No fueron construidos por el Estado para proporcionar referentes y
señas de identidad democráticas a la sociedad española, incluso aunque
pudieran haber sido financiados mediante subvenciones públicas. El
Estado español, aplicando la Ley de Memoria, de acuerdo a un preámbulo
que a modo de declaración de intenciones impone la memoria personal y
familiar e intenta impedir la memoria democrática social y colectiva, se
ha negado a establecer Lugares de Memoria democrática, donde se rinda
homenaje público a los asesinados por defender la legalidad
constitucional, y los valores que, se supone, son la base de nuestro
modelo político y social.
La destrucción del
monumento de Poyales representa, a escala local, la impunidad de los
verdugos y la manifiesta indefensión de las víctimas del franquismo.

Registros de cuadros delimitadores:
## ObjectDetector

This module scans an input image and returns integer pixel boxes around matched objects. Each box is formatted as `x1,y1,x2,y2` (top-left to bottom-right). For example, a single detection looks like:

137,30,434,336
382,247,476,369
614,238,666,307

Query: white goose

Ejercicios ->
(1) Responde a estas preguntas sobre el fragmento acerca de la Ley de Memoria:
(a) ¿Qué se ha negado a establecer el Estado español?
(b) Según el preámbulo de la ley, ¿qué memoria se impone?
(c) ¿Qué monumento se menciona como destruido?
(2) Enumera todos los adjetivos que acompañan a la palabra «memoria» en el fragmento sobre la Ley de Memoria. Menciona cada uno una sola vez.
(3) Sigue escribiendo el texto sobre la destrucción del monumento de Poyales a partir de donde termina.

Respuestas por ejercicio ->
(1)
(a) Lugares de Memoria democrática.
(b) La memoria personal y familiar.
(c) El monumento de Poyales.

(2) personal, familiar, democrática, social, colectiva

(3)
A día de hoy, las
víctimas del franquismo no existen, jurídicamente hablando. Sus
familiares (un colectivo que afecta a muchos miles de personas) se
encuentran en un estado de flagrante indefensión legal, como ha dejado
patente la “resolución” del procedimiento abierto en la Audiencia
Nacional por el juez Garzón. Al mismo tiempo, la pervivencia de docenas
de miles de conciudadanos enterrados en fosas comunes clandestinas, no
es reconocida por el Estado español dentro del tipo jurídico de
desaparición forzada (crimen contra la humanidad), ni está dispuesto a
asumir las responsabilidades que le corresponden según los acuerdos
internacionales que ha firmado y que constitucionalmente tendrían que
formar parte del ordenamiento interno. Todo ello pone en cuestión la
propia esencia del Estado de Derecho.
Con la destrucción
de la fosa de Poyales nuestros diez compañeros, rescatados del olvido
en 2002 y 2010, pero ignorados por la justicia, han vuelto a ser otra
vez, desaparecidos. Y se ha creado un peligrosísimo precedente. ¿Alguien
piensa hacer algo para impedirlo, o continuaremos cautivos y
desarmados?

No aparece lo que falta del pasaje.